> **TASK**
Transcribe every line exactly. Leave the pictures behind.

·····

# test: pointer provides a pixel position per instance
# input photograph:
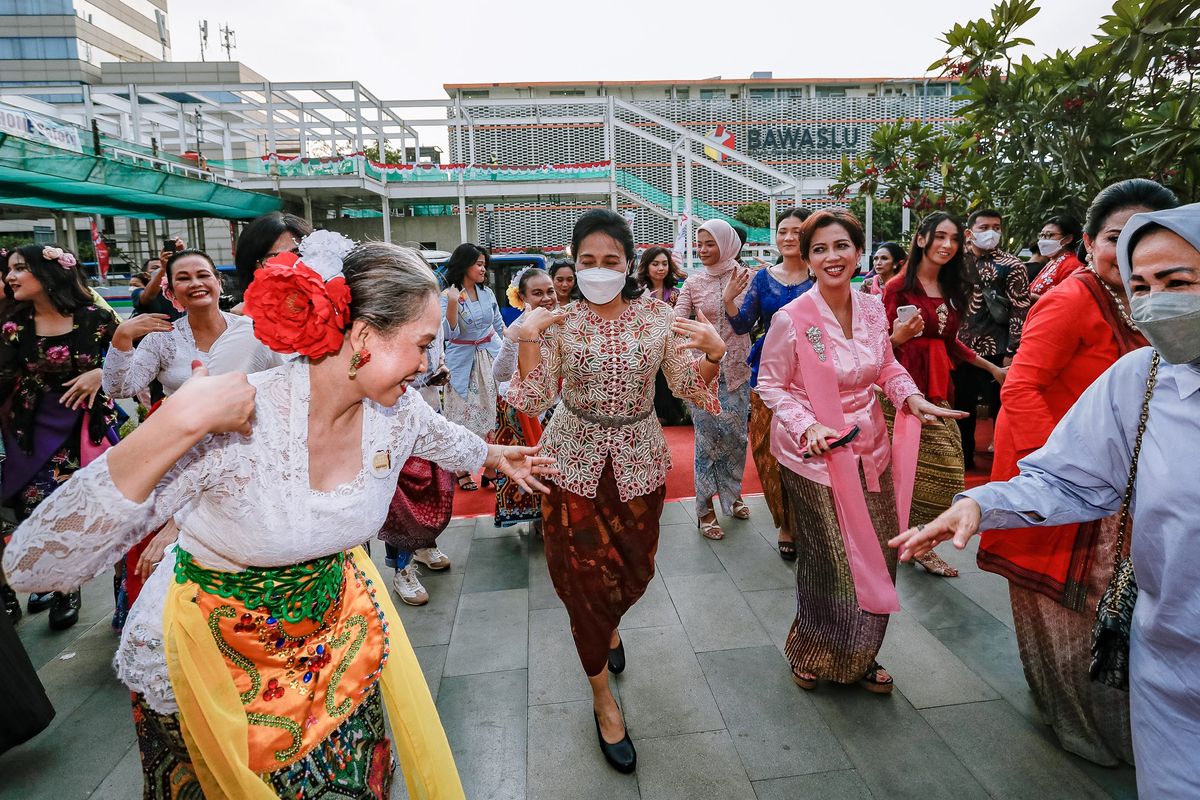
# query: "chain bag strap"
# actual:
(1114, 614)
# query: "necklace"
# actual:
(1116, 301)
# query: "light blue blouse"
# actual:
(478, 319)
(1080, 475)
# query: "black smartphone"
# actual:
(846, 437)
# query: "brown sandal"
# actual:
(936, 565)
(711, 529)
(877, 680)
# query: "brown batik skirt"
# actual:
(600, 555)
(1091, 720)
(832, 637)
(940, 471)
(765, 462)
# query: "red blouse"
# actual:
(930, 356)
(1055, 272)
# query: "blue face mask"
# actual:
(1171, 323)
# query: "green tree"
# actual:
(1037, 136)
(886, 218)
(754, 215)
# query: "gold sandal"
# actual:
(711, 529)
(936, 565)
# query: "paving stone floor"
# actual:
(707, 693)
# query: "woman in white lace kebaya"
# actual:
(263, 650)
(601, 519)
(167, 350)
(166, 353)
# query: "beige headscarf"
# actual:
(729, 245)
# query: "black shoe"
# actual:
(617, 659)
(65, 609)
(40, 601)
(11, 603)
(622, 756)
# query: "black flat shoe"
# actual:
(622, 756)
(11, 603)
(40, 601)
(65, 609)
(617, 659)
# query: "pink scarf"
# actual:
(873, 583)
(729, 245)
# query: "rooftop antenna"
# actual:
(204, 37)
(228, 41)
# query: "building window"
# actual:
(35, 7)
(37, 48)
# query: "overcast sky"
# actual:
(407, 50)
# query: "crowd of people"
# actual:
(265, 666)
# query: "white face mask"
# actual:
(599, 284)
(985, 239)
(1171, 323)
(1049, 246)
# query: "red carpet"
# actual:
(681, 479)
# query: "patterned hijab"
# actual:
(729, 245)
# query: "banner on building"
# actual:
(97, 241)
(36, 127)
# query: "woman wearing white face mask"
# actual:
(1057, 241)
(601, 517)
(1126, 441)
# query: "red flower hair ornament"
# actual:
(300, 304)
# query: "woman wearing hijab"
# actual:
(1057, 575)
(720, 438)
(1131, 432)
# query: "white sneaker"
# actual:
(408, 587)
(432, 558)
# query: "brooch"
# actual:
(381, 463)
(943, 316)
(814, 335)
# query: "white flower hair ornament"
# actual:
(65, 259)
(323, 251)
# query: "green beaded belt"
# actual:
(291, 594)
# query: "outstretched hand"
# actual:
(960, 522)
(929, 413)
(700, 335)
(522, 464)
(215, 404)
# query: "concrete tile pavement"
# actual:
(706, 693)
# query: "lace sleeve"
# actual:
(537, 391)
(445, 443)
(87, 525)
(505, 361)
(126, 373)
(683, 374)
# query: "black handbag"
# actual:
(1114, 614)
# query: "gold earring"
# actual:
(358, 360)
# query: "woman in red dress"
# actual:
(928, 347)
(1057, 575)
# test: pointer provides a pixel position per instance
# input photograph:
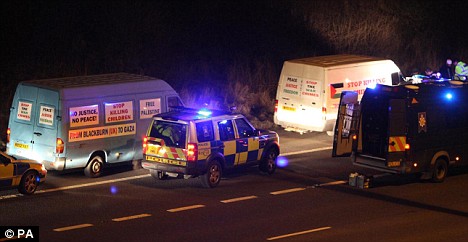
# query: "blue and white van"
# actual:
(85, 121)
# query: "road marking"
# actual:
(79, 226)
(298, 233)
(92, 184)
(10, 196)
(173, 210)
(331, 183)
(288, 191)
(143, 215)
(238, 199)
(307, 151)
(135, 177)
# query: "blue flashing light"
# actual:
(449, 96)
(204, 112)
(113, 189)
(282, 161)
(372, 85)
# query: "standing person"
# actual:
(461, 70)
(446, 70)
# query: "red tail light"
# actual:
(192, 152)
(8, 135)
(59, 146)
(145, 144)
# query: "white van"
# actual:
(86, 121)
(309, 89)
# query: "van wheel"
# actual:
(440, 170)
(94, 167)
(28, 183)
(212, 177)
(268, 163)
(158, 175)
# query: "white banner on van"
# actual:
(119, 112)
(84, 115)
(304, 88)
(150, 107)
(46, 115)
(24, 111)
(101, 132)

·····

> **EXPECTED OUTPUT**
# test: pointer provides a pixel position per instance
# input photograph:
# query: "chain bag strap"
# actual:
(1114, 614)
# query: "necklace"
# actual:
(1116, 301)
# query: "light blue blouse"
# actual:
(478, 319)
(1080, 475)
# query: "black smartphone"
# actual:
(846, 437)
# query: "brown sandal"
# actual:
(936, 565)
(711, 529)
(877, 680)
# query: "brown batik skirt"
# actual:
(600, 555)
(1091, 720)
(832, 637)
(940, 471)
(765, 462)
# query: "red blouse"
# actual:
(930, 356)
(1055, 272)
# query: "blue face mask"
# actual:
(1171, 323)
# query: "green tree"
# actual:
(1037, 136)
(886, 218)
(754, 215)
# query: "gold sandal"
# actual:
(711, 529)
(936, 565)
# query: "paving stone floor"
# actual:
(707, 693)
# query: "woman in white lace kebaya"
# actual:
(263, 650)
(601, 519)
(167, 350)
(166, 353)
# query: "beige headscarf"
# actual:
(729, 245)
# query: "black shoe"
# actual:
(617, 659)
(65, 609)
(40, 601)
(11, 603)
(622, 756)
# query: "black flat shoe"
# actual:
(622, 756)
(11, 603)
(40, 601)
(65, 609)
(617, 659)
# query: "pink scarf"
# actual:
(873, 583)
(729, 245)
# query: "rooftop antenna"
# actual:
(204, 37)
(228, 41)
# query: "building window"
# actual:
(35, 7)
(37, 48)
# query: "overcast sky"
# actual:
(407, 50)
# query: "crowd of people"
# actual:
(265, 666)
# query: "white face mask"
# actual:
(599, 284)
(985, 239)
(1171, 323)
(1049, 246)
# query: "red carpet"
# actual:
(681, 479)
# query: "patterned hijab"
# actual:
(729, 245)
# query: "banner on building"
# actual:
(97, 241)
(36, 127)
# query: "woman wearing white face mask"
# actual:
(1057, 241)
(601, 517)
(1126, 441)
# query: "red flower hair ornament"
# actual:
(300, 304)
# query: "woman wearing hijab"
# actual:
(1057, 575)
(720, 438)
(1131, 432)
# query: "white sneaker"
# actual:
(408, 587)
(432, 558)
# query: "brooch"
# actual:
(381, 463)
(943, 316)
(814, 335)
# query: "white flower hair ornament"
# actual:
(65, 259)
(323, 251)
# query: "green beaded belt"
# actual:
(291, 594)
# query: "outstretched hand"
# actual:
(960, 522)
(929, 413)
(700, 335)
(522, 464)
(215, 404)
# query: "concrete tile pavement"
# actual:
(706, 693)
# query: "lace sleeve"
# actual:
(537, 391)
(445, 443)
(87, 525)
(505, 361)
(126, 373)
(683, 374)
# query: "black handbag"
# actual:
(1114, 614)
# query: "gold earring"
# actual:
(358, 360)
# query: "woman in red dress"
# actual:
(928, 347)
(1057, 575)
# test: pointer provides a pixel position per instance
# input photograph:
# query: "blue and white van"
# actual:
(85, 121)
# query: "road marking"
# actual:
(79, 226)
(298, 233)
(92, 184)
(10, 196)
(173, 210)
(331, 183)
(288, 191)
(143, 215)
(238, 199)
(307, 151)
(135, 177)
# query: "blue flashing light"
# actual:
(449, 96)
(204, 112)
(113, 189)
(282, 161)
(372, 85)
# query: "standing person"
# actual:
(461, 70)
(446, 70)
# query: "red tail light"
# actual:
(192, 152)
(8, 135)
(59, 146)
(145, 144)
# query: "white van"
# actual:
(86, 121)
(309, 89)
# query: "van wheel"
# actual:
(440, 170)
(94, 167)
(28, 183)
(212, 177)
(268, 163)
(158, 175)
# query: "white banner on van"
# actual:
(119, 112)
(84, 115)
(304, 88)
(150, 107)
(46, 115)
(24, 111)
(101, 132)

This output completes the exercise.